[Stored dataset items]
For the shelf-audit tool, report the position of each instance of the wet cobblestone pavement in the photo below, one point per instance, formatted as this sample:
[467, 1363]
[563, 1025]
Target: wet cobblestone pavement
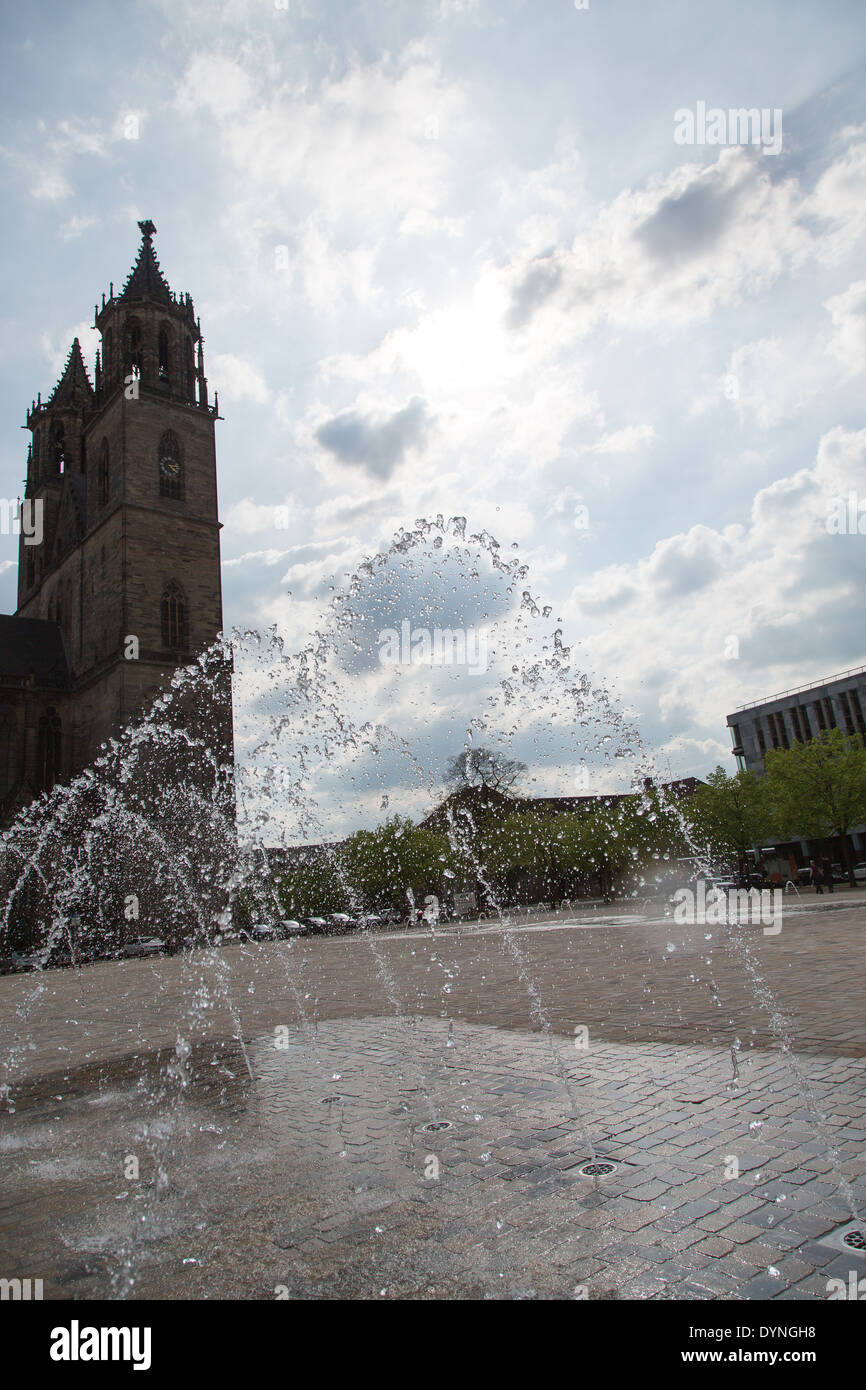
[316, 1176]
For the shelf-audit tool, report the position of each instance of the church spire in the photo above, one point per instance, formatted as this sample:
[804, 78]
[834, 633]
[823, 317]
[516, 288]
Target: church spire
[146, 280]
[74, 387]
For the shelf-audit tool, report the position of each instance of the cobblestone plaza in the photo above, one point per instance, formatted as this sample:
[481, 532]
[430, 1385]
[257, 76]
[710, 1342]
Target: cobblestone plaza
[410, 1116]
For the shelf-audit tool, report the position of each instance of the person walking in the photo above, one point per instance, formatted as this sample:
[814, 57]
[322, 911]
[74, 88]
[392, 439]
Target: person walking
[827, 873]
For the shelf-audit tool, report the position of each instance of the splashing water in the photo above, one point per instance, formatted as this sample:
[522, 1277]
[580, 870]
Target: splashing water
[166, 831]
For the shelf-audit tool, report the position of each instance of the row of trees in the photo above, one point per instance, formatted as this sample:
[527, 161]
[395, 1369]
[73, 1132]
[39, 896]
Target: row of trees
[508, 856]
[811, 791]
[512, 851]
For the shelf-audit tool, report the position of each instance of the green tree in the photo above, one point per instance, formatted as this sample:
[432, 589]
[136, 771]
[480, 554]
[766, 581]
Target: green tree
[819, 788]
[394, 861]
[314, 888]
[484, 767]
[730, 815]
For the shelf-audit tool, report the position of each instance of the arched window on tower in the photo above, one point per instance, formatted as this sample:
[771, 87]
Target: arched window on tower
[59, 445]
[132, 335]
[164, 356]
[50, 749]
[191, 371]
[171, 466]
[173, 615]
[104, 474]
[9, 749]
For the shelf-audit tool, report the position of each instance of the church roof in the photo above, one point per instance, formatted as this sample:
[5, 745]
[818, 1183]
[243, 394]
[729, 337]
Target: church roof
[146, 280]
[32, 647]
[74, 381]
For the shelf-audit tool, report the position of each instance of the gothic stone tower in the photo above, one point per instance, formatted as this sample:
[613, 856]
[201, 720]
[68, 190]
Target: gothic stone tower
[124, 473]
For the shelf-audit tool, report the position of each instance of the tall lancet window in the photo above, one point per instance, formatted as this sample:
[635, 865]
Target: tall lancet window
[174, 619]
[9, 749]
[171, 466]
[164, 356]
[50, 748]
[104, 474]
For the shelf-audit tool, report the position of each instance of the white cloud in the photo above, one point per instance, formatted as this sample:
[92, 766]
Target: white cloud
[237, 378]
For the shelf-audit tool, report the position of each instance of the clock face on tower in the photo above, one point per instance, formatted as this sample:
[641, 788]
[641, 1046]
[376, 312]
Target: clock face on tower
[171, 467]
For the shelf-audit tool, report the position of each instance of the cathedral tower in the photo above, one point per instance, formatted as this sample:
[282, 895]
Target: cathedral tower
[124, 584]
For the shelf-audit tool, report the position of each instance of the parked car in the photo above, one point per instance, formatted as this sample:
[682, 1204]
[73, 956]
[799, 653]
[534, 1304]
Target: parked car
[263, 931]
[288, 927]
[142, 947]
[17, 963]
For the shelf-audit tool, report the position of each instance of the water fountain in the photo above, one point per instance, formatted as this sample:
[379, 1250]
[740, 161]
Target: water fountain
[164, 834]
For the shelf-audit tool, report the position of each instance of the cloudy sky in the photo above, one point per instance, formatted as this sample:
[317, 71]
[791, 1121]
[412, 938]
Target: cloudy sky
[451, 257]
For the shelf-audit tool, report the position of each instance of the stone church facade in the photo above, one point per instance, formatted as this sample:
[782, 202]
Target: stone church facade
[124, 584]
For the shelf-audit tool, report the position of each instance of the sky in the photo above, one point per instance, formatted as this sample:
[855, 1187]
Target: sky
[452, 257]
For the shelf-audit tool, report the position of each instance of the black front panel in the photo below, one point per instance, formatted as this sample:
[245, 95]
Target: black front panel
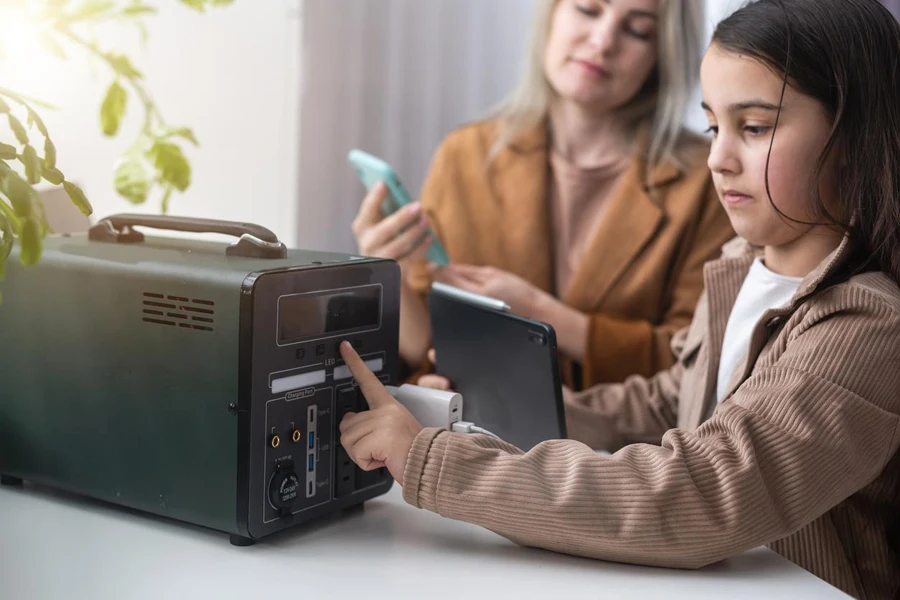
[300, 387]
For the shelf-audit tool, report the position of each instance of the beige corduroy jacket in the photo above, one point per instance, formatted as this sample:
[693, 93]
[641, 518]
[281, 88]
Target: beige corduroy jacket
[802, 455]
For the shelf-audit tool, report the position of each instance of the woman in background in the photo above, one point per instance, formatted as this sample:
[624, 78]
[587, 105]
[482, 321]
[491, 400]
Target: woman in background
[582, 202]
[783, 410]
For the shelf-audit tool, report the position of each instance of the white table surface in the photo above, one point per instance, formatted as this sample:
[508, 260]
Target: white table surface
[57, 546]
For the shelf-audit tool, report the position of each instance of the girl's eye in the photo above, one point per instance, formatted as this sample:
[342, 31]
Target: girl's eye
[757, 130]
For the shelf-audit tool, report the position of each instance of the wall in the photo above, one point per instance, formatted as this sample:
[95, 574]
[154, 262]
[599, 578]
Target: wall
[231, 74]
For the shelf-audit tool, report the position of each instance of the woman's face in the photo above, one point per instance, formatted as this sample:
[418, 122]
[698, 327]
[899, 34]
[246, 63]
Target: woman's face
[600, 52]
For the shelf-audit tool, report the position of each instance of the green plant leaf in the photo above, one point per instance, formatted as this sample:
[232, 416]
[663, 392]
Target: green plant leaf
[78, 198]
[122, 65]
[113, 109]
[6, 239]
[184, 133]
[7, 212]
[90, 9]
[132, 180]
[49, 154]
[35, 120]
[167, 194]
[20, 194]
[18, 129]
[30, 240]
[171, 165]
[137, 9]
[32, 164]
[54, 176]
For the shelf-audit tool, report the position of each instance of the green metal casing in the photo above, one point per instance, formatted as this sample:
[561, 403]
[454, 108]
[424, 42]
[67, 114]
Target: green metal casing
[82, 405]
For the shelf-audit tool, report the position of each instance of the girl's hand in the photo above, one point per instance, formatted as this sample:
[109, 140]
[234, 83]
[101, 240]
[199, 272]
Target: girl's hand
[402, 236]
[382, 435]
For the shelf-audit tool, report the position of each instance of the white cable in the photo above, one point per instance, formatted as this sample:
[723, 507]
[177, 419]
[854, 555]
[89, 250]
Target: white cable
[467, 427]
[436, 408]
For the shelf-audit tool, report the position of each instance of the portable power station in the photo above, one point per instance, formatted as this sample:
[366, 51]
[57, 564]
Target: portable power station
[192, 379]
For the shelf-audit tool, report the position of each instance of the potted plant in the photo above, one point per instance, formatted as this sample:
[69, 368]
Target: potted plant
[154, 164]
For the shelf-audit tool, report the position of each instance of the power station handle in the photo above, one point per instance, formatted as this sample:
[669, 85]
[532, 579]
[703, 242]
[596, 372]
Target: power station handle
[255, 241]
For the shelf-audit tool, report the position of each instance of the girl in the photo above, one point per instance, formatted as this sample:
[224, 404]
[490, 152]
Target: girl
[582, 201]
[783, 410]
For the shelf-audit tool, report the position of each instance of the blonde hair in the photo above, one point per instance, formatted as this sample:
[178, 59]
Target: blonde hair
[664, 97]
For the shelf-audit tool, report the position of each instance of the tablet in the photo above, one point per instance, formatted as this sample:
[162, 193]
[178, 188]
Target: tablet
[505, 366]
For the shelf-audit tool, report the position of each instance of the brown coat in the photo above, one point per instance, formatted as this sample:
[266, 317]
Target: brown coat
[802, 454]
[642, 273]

---

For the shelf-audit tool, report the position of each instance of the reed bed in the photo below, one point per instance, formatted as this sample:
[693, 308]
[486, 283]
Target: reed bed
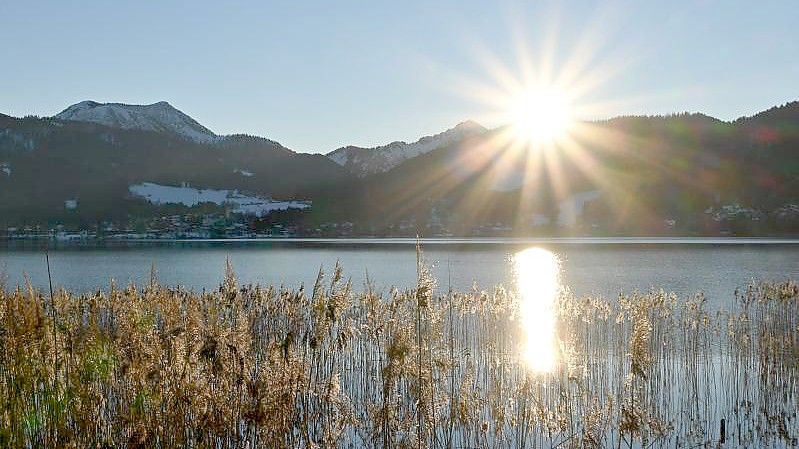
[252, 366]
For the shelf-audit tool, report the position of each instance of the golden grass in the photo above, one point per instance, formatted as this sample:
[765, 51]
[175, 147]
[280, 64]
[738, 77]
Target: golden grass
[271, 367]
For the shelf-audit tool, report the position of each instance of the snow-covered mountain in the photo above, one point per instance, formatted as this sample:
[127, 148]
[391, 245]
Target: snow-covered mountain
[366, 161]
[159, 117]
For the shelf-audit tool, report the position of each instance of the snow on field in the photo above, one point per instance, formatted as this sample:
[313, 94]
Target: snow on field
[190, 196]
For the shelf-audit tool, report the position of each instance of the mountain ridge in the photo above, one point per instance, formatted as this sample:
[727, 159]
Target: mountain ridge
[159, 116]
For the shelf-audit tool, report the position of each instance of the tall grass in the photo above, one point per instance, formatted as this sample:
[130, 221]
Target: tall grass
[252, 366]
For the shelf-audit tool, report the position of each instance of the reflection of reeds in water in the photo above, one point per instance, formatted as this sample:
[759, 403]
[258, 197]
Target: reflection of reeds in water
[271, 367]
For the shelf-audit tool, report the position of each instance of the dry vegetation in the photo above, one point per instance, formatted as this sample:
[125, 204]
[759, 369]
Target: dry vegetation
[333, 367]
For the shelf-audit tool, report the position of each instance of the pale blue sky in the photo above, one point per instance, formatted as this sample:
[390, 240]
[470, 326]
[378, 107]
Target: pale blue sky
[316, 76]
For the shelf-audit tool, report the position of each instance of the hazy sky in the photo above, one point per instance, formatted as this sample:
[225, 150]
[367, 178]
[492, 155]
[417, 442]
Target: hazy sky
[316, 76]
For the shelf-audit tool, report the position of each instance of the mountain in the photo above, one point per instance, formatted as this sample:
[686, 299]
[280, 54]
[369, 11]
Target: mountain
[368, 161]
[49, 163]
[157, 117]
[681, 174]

...

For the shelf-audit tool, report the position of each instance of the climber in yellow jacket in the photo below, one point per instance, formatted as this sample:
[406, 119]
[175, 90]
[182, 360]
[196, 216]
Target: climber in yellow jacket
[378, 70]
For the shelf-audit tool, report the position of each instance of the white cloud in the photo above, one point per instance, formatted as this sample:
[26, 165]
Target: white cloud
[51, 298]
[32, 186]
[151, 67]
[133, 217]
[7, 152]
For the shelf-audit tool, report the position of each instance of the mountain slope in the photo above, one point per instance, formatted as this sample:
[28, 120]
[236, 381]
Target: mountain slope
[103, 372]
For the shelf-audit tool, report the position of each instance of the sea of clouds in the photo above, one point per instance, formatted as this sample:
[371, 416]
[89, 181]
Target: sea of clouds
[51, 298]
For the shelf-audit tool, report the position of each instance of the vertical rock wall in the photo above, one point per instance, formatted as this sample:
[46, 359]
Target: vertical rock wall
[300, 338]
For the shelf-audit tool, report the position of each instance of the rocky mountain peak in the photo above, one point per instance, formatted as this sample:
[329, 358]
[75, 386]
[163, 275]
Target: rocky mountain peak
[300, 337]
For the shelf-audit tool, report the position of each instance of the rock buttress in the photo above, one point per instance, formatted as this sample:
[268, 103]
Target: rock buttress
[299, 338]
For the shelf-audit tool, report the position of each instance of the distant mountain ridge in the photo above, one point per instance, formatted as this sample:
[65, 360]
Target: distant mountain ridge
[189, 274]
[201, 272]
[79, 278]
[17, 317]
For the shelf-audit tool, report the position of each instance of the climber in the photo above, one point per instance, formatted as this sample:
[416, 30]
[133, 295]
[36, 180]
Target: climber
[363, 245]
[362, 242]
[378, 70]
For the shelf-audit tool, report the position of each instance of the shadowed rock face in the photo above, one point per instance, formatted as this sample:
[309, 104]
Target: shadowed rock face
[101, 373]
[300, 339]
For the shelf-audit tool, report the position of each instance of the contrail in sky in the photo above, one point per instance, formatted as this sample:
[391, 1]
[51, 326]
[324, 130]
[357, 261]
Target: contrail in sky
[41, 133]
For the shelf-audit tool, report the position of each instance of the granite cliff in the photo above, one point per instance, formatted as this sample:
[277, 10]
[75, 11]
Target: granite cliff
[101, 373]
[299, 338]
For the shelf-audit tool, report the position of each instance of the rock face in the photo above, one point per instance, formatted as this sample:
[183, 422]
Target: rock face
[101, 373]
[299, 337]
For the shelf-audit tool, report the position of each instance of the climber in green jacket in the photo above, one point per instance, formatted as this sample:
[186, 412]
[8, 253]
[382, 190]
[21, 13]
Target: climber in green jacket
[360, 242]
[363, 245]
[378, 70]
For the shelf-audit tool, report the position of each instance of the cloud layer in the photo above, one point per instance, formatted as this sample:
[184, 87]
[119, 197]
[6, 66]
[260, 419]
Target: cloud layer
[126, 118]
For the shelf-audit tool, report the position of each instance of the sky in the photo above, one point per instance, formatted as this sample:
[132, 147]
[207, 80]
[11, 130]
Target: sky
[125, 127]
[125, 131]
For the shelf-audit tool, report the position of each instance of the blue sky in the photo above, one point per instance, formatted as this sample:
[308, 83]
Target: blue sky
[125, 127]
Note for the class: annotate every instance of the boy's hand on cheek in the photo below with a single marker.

=== TASK TO COMPLETE ===
Copy all the lines above that hold the string "below".

=== SOLVED PROBLEM ===
For the shelf-audit tool, report the position of each instance of the wet cobblestone pavement in the photo below, one point per instance, formatted as this sample:
For the shelf-audit tool, report the position of each instance of the black front panel in the photo below, one point per instance, formatted as this sample:
For the shelf-audit tool, report the position of each instance of the reed bed in the photo below, one point per instance, formatted as this sample:
For the shelf-audit tool, report the position of each instance of the climber in yellow jacket in the photo below, one point per instance, formatted as this sample:
Note for the class: annotate every instance of the boy's hand on cheek in the photo below with a single marker.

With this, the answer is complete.